Instructions:
A. Answer these from the forum post on platonic co-parenting:
(i) Over how many months has the poster seen BPD traits?
(ii) How long does the arrangement say the two parents will live together?
(iii) Who started the topic?
B. Resume the forum post on platonic co-parenting after its final line.
(Exercise text begins)
BPDFamily.com

Relationship Partner with BPD (Straight and LGBT+) => Romantic Relationship | Conflicted About Continuing, Divorcing/Custody, Co-parenting => Topic started by: socketrocket99 on January 29, 2018, 03:08:44 PM



Title: Platonic Co Parent
Post by: socketrocket99 on January 29, 2018, 03:08:44 PM
Hello - I am looking for online support for a situation I am currently in. I entered into a platonic co-parenting arrangement and recently welcoming my bundle of joy into the world. The mother of my child and I have known each other professionally for years, but really started to get to know each other over 2017. After some major changes in her life, and me spending time/moving in with her because of the child, I have seen traits of BPD exhibited over the last 5 months. As a part of our arrangement, we plan to live together for the first year and then split custody 50/50. A contract was pulled together but now she is essentially stonewalling the movement of the contract. Any time I ask for anything, she refuses to discuss and digs in her heels. Any recommendations on how to make a breakthrough for the sake of the child?

Thanks!
(Exercise text ends)
(Data shown begins)
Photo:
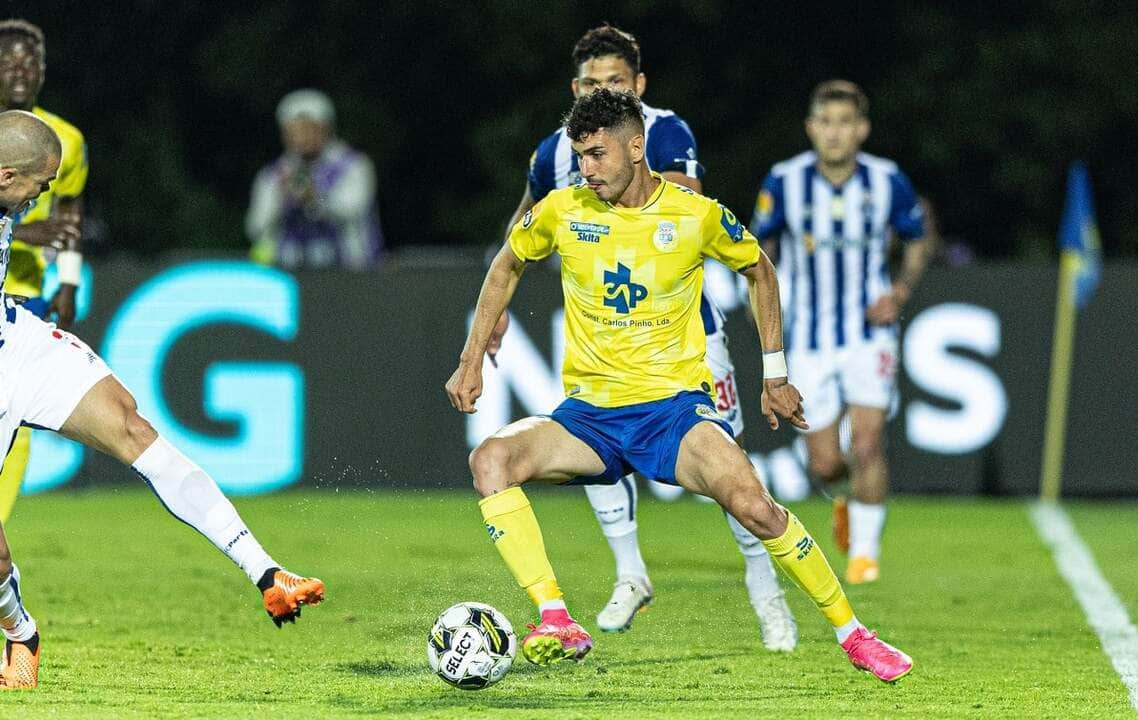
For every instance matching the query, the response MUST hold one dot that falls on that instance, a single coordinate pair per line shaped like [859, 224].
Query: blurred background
[336, 378]
[983, 105]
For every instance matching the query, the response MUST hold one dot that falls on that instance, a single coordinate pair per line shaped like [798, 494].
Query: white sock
[615, 506]
[191, 496]
[760, 578]
[866, 524]
[15, 621]
[848, 629]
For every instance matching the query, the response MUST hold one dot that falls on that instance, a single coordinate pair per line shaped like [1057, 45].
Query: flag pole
[1062, 347]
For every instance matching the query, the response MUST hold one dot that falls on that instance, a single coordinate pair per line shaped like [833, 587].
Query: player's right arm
[538, 176]
[727, 241]
[768, 220]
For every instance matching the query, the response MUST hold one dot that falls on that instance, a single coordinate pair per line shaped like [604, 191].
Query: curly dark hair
[607, 109]
[840, 90]
[18, 29]
[607, 40]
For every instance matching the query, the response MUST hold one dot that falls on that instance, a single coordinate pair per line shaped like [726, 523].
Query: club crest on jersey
[620, 292]
[665, 236]
[588, 232]
[707, 412]
[731, 224]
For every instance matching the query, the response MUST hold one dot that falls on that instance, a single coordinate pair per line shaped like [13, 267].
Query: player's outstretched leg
[11, 474]
[776, 621]
[708, 464]
[532, 448]
[107, 420]
[192, 496]
[615, 506]
[19, 668]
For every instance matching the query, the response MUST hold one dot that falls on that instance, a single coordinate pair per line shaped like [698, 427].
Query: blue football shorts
[644, 437]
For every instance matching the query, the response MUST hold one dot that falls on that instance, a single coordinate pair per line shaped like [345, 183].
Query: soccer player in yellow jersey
[52, 222]
[632, 248]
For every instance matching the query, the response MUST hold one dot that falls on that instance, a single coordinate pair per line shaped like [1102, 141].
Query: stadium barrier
[332, 380]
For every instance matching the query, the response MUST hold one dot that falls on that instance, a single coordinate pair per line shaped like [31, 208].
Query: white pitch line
[1105, 612]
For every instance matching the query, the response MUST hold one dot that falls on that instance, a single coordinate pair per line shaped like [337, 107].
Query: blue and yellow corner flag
[1079, 234]
[1080, 270]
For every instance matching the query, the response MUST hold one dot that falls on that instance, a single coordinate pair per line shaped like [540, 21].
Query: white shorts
[726, 394]
[44, 372]
[857, 374]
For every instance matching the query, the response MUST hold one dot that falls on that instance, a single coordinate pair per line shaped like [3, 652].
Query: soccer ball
[471, 646]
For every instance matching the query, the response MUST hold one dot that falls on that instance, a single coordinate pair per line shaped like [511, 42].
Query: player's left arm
[913, 224]
[780, 397]
[466, 383]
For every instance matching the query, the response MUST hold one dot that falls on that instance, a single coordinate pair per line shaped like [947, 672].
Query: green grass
[141, 618]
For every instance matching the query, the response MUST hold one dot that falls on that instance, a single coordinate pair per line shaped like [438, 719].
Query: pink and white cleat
[875, 656]
[555, 639]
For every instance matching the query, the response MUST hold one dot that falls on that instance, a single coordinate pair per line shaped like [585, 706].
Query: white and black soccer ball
[471, 646]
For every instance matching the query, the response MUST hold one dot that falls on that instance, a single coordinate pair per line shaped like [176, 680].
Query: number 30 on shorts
[726, 396]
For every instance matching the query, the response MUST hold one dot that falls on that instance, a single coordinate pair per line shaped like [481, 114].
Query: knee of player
[489, 464]
[138, 432]
[866, 447]
[756, 511]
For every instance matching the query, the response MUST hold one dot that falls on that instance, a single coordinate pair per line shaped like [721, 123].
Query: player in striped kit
[826, 216]
[52, 380]
[607, 57]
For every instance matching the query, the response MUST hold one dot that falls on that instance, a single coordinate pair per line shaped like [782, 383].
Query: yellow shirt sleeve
[534, 237]
[72, 176]
[727, 241]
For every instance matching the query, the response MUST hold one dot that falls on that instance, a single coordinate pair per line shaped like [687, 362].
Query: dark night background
[982, 104]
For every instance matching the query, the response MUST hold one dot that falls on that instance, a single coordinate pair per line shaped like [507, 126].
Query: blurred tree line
[982, 104]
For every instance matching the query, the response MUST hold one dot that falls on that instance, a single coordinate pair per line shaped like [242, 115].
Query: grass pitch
[141, 618]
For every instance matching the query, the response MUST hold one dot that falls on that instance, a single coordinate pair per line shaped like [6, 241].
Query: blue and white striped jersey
[832, 253]
[6, 224]
[669, 146]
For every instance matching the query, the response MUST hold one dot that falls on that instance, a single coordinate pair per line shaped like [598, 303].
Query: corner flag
[1080, 271]
[1079, 234]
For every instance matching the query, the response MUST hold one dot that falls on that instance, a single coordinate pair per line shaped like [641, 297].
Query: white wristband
[774, 365]
[69, 266]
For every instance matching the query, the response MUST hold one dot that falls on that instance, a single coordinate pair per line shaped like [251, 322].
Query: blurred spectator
[315, 205]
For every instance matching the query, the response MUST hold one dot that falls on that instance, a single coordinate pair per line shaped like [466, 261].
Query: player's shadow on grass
[380, 668]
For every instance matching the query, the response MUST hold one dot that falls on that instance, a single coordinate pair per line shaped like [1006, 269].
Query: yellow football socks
[801, 559]
[513, 528]
[13, 473]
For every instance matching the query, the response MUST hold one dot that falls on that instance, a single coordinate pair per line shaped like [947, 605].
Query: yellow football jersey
[25, 267]
[632, 280]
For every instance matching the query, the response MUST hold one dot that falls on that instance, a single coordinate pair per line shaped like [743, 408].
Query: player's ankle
[267, 579]
[557, 615]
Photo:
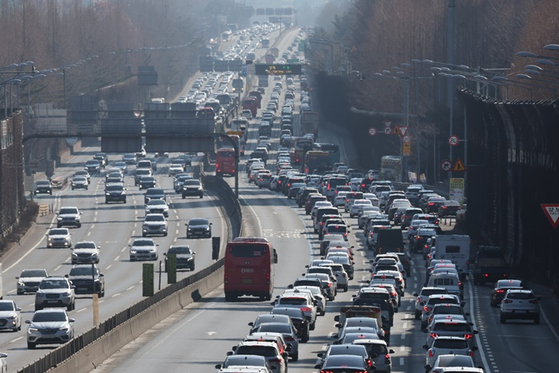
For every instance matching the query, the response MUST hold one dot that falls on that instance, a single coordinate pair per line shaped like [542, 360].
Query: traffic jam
[399, 230]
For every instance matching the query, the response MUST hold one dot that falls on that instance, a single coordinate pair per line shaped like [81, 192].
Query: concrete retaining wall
[94, 354]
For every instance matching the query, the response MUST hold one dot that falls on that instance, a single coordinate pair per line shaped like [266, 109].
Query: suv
[520, 304]
[55, 292]
[29, 280]
[154, 224]
[115, 192]
[85, 252]
[87, 279]
[69, 216]
[49, 327]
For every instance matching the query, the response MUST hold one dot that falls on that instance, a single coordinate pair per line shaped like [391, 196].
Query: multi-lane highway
[113, 227]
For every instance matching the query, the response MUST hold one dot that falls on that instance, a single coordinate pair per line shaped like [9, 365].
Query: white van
[456, 248]
[450, 281]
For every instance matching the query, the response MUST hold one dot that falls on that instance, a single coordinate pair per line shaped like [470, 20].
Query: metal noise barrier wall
[91, 348]
[512, 169]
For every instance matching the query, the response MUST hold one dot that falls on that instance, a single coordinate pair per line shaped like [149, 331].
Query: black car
[102, 158]
[199, 227]
[185, 257]
[154, 193]
[147, 182]
[87, 279]
[43, 186]
[300, 322]
[501, 288]
[115, 192]
[192, 187]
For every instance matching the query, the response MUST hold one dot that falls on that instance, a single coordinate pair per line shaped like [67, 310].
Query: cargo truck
[309, 123]
[489, 265]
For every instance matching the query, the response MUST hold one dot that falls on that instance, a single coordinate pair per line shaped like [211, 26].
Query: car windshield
[198, 222]
[54, 284]
[293, 301]
[55, 232]
[49, 316]
[266, 351]
[68, 211]
[155, 218]
[179, 250]
[143, 243]
[33, 273]
[81, 271]
[6, 306]
[450, 343]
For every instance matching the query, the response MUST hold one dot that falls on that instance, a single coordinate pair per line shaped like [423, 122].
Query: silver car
[51, 326]
[444, 345]
[55, 292]
[29, 280]
[10, 315]
[520, 304]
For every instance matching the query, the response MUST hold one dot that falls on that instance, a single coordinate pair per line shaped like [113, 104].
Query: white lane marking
[478, 340]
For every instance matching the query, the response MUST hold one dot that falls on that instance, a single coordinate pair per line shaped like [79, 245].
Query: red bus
[225, 162]
[249, 268]
[251, 103]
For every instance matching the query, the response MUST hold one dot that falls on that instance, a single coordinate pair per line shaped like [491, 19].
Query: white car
(Data shown ends)
Results:
A.
(i) 5 months
(ii) The first year
(iii) socketrocket99

B.
Title: Re: Platonic Co Parent
Post by: ForeverDad on January 31, 2018, 10:32:03 AM
A lot depends on how your state, province or even country would handle the legal issues.  Some of this would be dependent on legal advice and related strategies.  For example, I've heard unmarried birth mothers in Georgia have default preference over the father to a great extent.  Is there a father that is or could become involved?

Are you providing financial support?  I mean child-related support?  I suspect that she might claim you two were just roommates sharing expenses if it became a legal conflict.  However, there are some ways to minimize triggering her and you can browse our site for ideas.  But it may be that, no matter what you do, she will stonewall any final work on a shared enforceable custody deal.  She sold you on the idea of platonic motherhood and has delayed real action on it for half a year.  Are you paying half the expenses?  Could she have been using you for financial reasons?  There is a possibility you may have to step out and away if her current actions continue.


Title: Re: Platonic Co Parent
Post by: Radcliff on February 03, 2018, 11:39:43 PM
socketrocket99, starting with the basics first, are you the biological dad?  Was the baby conceived the old-fashioned way, or through a means like artificial insemination where there would be some record of your involvement?  

Do you have a family lawyer?  :)oes she have a lawyer?  If both, is there any chance for the lawyers to talk?

Prior to the contract, how did you communicate to form the arrangement?  :)o you have any e-mails, for example, documenting your agreements?